Budka: Zapraszam Kaczyńskiego pod sklep spożywczy

Budka: Zapraszam Kaczyńskiego pod sklep spożywczy

Dodano: 
Borys Budka
Borys Budka Źródło: PAP / Darek Delmanowicz
Lider Platformy Obywatelskiej mówił podczas konferencji prasowej o projekcie PiS, dot. zmiany formy głosowania w wyborach. Padły zaskakujące słowa.

Przypomnijmy, że dzisiaj rano serwis RMF FM podał, że z ustaleń dziennikarza rozgłośni wynika, że PiS złoży poprawkę do swojego projektu kodeksu wyborczego. Celem wprowadzonych zmian ma być przeprowadzenie wyborów zgodnie z pierwotnym planem, sprzed wybuchu epidemii, 10 maja. Wybory mają być jednak tylko korespondencyjne, a lokale wyborcze będą zamknięte. Informację potwierdził wicemarszałek Sejmu i przewodniczący klubu PiS Ryszard Terlecki.

**Dane wejściowe**

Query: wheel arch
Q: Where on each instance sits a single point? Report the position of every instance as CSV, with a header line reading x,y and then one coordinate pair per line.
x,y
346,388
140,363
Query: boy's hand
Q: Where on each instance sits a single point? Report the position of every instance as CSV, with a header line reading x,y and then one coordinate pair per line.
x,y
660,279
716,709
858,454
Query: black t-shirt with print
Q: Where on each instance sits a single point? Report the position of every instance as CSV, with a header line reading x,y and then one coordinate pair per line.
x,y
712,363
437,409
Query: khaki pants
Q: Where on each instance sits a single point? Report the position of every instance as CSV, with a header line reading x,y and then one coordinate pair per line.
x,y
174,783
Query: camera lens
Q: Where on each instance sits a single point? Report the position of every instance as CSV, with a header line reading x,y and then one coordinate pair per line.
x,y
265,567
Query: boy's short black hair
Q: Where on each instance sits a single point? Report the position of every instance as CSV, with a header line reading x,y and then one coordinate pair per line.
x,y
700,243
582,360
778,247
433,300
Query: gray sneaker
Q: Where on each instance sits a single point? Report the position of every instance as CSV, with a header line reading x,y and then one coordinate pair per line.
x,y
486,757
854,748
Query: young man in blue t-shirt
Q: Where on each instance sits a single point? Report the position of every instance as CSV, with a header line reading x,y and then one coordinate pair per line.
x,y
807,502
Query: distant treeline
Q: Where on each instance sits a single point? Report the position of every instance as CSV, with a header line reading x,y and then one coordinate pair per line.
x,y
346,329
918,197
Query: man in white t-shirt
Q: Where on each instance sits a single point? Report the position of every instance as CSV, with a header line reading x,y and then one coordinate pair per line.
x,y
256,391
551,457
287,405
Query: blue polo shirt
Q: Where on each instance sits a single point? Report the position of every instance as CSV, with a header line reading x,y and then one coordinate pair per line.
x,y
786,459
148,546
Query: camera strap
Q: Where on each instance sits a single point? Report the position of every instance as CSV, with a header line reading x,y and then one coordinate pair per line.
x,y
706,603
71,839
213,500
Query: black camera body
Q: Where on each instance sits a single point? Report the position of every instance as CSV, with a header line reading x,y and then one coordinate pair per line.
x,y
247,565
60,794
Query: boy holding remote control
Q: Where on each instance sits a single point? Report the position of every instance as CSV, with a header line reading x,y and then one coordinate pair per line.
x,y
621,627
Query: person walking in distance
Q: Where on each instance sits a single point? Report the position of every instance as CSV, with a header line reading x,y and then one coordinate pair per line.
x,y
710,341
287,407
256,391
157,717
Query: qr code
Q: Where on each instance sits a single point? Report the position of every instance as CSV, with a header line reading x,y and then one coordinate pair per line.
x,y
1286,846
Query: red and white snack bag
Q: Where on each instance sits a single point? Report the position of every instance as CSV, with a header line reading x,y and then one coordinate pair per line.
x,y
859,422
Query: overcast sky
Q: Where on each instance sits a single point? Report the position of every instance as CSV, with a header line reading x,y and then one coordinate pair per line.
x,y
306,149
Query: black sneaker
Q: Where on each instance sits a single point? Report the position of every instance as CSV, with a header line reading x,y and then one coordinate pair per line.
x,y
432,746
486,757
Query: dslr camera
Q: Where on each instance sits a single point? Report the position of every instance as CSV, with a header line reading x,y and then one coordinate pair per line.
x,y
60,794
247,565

**Zadania do wykonania**
A. Przepisz cały cytowany tekst dokładnie, bez jakichkolwiek zmian.
B. Zaktualizuj wiersze, zaczynając od tego, który zawiera „Query: red and white snack bag”, i kończąc na ostatnim wierszu danych: zamień „overcast” na „cloudy”, a resztę pozostaw bez zmian. Podaj wyłącznie ten fragment wierszy.
Cytowany tekst nie ma żadnego związku z wierszami.

**Udzielone odpowiedzi**
A.
Budka: Zapraszam Kaczyńskiego pod sklep spożywczy

Budka: Zapraszam Kaczyńskiego pod sklep spożywczy

Dodano: 
Borys Budka
Borys Budka Źródło: PAP / Darek Delmanowicz
Lider Platformy Obywatelskiej mówił podczas konferencji prasowej o projekcie PiS, dot. zmiany formy głosowania w wyborach. Padły zaskakujące słowa.

Przypomnijmy, że dzisiaj rano serwis RMF FM podał, że z ustaleń dziennikarza rozgłośni wynika, że PiS złoży poprawkę do swojego projektu kodeksu wyborczego. Celem wprowadzonych zmian ma być przeprowadzenie wyborów zgodnie z pierwotnym planem, sprzed wybuchu epidemii, 10 maja. Wybory mają być jednak tylko korespondencyjne, a lokale wyborcze będą zamknięte. Informację potwierdził wicemarszałek Sejmu i przewodniczący klubu PiS Ryszard Terlecki.

B.
Query: red and white snack bag
Q: Where on each instance sits a single point? Report the position of every instance as CSV, with a header line reading x,y and then one coordinate pair per line.
x,y
859,422
Query: cloudy sky
Q: Where on each instance sits a single point? Report the position of every instance as CSV, with a header line reading x,y and then one coordinate pair per line.
x,y
306,149
Query: black sneaker
Q: Where on each instance sits a single point? Report the position of every instance as CSV, with a header line reading x,y and then one coordinate pair per line.
x,y
432,746
486,757
Query: dslr camera
Q: Where on each instance sits a single point? Report the position of every instance as CSV, with a header line reading x,y and then one coordinate pair per line.
x,y
60,794
247,565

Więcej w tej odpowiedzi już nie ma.